# Listed entries
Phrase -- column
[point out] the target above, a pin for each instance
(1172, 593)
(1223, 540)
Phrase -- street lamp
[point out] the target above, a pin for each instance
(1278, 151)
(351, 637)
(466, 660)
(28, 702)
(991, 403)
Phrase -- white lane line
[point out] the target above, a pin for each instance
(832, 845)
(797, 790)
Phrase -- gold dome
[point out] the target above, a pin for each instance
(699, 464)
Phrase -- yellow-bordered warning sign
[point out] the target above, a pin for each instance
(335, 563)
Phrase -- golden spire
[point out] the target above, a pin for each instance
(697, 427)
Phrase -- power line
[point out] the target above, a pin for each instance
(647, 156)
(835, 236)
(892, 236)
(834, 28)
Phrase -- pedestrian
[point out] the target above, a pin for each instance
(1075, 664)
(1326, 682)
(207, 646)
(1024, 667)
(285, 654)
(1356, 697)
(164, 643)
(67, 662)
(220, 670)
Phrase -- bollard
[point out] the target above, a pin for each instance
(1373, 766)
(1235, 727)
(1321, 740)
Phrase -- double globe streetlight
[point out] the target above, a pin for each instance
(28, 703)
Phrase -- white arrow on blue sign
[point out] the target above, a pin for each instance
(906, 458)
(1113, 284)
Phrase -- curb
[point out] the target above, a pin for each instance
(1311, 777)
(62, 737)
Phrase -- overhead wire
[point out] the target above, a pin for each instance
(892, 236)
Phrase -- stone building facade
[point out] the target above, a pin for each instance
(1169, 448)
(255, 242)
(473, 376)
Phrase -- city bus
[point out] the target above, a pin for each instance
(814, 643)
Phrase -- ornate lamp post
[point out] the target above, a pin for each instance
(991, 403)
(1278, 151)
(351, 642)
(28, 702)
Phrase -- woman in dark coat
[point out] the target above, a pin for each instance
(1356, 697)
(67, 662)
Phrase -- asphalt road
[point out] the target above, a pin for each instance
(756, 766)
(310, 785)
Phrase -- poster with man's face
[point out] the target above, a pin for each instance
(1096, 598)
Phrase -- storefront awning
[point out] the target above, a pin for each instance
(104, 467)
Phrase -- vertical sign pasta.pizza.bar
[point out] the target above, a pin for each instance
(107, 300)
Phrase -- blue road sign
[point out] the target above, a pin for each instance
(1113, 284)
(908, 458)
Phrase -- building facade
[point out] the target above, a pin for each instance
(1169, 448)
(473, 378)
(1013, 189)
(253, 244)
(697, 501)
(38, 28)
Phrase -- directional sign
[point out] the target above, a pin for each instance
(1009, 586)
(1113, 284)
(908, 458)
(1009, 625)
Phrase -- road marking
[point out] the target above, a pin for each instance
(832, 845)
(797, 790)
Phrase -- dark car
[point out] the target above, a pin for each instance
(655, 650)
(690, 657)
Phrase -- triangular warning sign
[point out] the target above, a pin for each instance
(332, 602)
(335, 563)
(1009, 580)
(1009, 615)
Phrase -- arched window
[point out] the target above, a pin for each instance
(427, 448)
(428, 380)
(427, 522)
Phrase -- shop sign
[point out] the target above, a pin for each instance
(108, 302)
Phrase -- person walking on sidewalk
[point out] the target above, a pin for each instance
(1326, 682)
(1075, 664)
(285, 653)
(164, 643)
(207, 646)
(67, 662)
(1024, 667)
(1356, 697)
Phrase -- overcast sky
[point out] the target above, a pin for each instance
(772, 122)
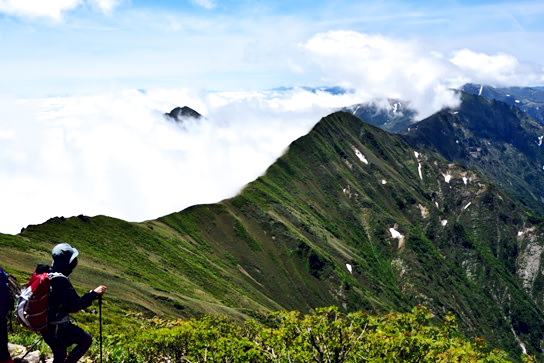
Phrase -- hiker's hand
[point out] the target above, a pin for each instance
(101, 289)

...

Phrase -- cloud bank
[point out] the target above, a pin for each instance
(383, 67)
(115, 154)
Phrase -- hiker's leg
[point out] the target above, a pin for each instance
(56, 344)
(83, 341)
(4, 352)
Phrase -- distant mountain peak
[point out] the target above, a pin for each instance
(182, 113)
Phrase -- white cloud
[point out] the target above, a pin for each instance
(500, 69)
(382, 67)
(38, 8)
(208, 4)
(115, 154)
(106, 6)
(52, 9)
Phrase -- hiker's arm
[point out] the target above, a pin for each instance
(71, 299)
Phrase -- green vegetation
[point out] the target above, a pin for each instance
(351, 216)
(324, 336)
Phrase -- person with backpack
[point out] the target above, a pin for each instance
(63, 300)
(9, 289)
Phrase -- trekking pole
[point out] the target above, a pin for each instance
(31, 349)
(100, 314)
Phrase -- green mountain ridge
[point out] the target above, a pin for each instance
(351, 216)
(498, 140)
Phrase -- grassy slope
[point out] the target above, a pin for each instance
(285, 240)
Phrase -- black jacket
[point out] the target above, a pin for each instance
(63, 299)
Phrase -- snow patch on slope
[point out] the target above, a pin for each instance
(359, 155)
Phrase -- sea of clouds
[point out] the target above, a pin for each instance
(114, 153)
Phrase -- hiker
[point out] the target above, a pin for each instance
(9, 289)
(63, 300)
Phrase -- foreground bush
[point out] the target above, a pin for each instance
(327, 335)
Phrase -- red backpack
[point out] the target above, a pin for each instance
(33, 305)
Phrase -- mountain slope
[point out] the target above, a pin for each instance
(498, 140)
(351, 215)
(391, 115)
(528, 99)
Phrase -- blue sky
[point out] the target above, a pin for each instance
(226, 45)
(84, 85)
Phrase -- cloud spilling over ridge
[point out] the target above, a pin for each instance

# Exercise aim
Extract each line of the material above that contains the string "warning".

# Answer below
Phrase -- yellow-bordered warning sign
Phrase -- triangular warning sign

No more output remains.